Stored items:
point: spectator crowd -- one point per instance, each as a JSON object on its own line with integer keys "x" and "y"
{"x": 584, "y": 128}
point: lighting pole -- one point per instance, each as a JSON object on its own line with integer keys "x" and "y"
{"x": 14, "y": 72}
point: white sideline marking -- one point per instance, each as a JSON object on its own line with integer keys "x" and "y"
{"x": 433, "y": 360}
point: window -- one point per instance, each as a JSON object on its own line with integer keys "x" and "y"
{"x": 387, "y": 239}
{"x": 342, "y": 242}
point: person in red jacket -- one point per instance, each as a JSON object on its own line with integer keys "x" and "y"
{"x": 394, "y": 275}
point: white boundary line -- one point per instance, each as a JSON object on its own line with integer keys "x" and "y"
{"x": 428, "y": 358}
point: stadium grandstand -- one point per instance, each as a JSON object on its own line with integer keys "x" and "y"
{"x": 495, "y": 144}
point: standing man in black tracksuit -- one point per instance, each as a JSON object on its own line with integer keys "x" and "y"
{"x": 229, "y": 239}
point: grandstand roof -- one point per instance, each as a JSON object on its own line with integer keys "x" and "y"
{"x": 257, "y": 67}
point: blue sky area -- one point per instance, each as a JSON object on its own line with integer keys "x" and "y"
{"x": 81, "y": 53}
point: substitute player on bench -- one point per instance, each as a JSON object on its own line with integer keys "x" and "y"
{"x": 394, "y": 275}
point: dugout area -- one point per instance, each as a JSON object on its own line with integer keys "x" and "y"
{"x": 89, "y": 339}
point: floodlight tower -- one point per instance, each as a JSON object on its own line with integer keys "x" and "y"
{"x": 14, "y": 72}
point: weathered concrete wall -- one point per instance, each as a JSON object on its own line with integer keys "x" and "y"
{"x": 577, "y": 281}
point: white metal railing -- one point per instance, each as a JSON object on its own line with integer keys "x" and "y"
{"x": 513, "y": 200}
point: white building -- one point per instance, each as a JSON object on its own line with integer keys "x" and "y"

▸ **What the task asks**
Transcribe the full listing above without leaving anything out.

▸ **Answer for the task**
point: spectator crowd -- one point per instance, each as a JSON object on its own line with integer keys "x" and "y"
{"x": 584, "y": 128}
point: lighting pole -- one point per instance, each as a JSON object on its own line with integer keys "x" and "y"
{"x": 14, "y": 72}
point: white sideline marking -- one point per instance, each as a JSON object on its own line with integer keys "x" and "y"
{"x": 433, "y": 360}
point: window -- one point per instance, each as a JSON object on its own line with integer keys "x" and "y"
{"x": 387, "y": 239}
{"x": 342, "y": 242}
point: person in red jacket -- one point per instance, each as a JSON object on its own line with integer keys "x" and "y"
{"x": 394, "y": 275}
point: white boundary line -- one point per instance, each as a JSON object on its own line with integer keys "x" and "y"
{"x": 428, "y": 358}
point: stadium grandstand -- one point per instance, each as a JSON object on its own line with integer keys "x" and "y"
{"x": 495, "y": 144}
point: standing man in black tracksuit -- one point per instance, each as a JSON object on its own line with integer keys "x" and "y"
{"x": 229, "y": 239}
point: grandstand roof -- one point per instance, each as a JSON object on its own line with integer keys "x" and "y"
{"x": 257, "y": 67}
point: blue sky area -- one point per instance, each as a JSON object on its own line with integer keys "x" and "y"
{"x": 81, "y": 53}
point: substitute player on bench -- one point per instance, each as a JSON object on its own line with integer keys "x" and "y"
{"x": 394, "y": 275}
point: dugout area -- one point per instance, each as a JSON object on its own line with integer keys "x" and "y"
{"x": 89, "y": 339}
point: floodlight tower -- one point per instance, each as a JSON object on its own line with integer keys "x" and "y"
{"x": 14, "y": 72}
point: weathered concrete wall -- one point per instance, each as a JSON object on its own line with integer keys "x" and "y"
{"x": 577, "y": 281}
point: white metal railing -- one point per instance, each as a JSON object on its own line with integer keys "x" and "y"
{"x": 513, "y": 200}
point: white building -- one point per instance, each as a JSON object on its own line with integer keys "x" and "y"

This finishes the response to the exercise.